_PROBLEM_: Revise the items below, swapping every "put a marker on" for "place a point on" and leaving the rest untouched.

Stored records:
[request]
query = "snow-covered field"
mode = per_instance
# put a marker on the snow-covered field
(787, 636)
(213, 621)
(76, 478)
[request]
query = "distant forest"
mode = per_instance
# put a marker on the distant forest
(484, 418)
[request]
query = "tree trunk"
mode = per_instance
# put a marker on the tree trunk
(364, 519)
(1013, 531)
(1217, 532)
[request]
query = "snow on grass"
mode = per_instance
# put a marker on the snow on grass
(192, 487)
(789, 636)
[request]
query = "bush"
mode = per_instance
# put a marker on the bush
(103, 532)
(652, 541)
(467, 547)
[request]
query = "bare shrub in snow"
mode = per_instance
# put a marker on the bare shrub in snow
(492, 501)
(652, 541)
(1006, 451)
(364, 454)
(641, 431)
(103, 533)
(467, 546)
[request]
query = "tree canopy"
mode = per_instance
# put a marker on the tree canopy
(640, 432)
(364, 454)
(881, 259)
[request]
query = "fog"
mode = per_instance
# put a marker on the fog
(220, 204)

_TASK RESPONSE_:
[request]
query = "snow-covered field"
mode = per_instance
# place a point on the snow-covered field
(787, 636)
(213, 621)
(76, 478)
[request]
query = "distant forest"
mode = per_instance
# place a point on the distant forest
(484, 418)
[request]
query = "tree trunk"
mode = per_instance
# place a point on the tree trunk
(364, 519)
(1013, 531)
(1217, 532)
[request]
query = "snow on grass"
mode = per_instance
# place a point on the snow on grass
(192, 487)
(789, 636)
[request]
query = "bush"
mode = per_instance
# place a point on the bush
(103, 532)
(652, 541)
(467, 547)
[request]
query = "bare shrub in snow"
mode = per_instance
# place a point on the bare shrub in snow
(492, 501)
(652, 541)
(1006, 451)
(364, 454)
(641, 431)
(103, 533)
(467, 546)
[request]
query = "tree canopy"
mode = per_instance
# place a point on the tree canopy
(640, 432)
(364, 454)
(881, 259)
[request]
query = "fog"
mode = per_instance
# place a point on the fog
(220, 204)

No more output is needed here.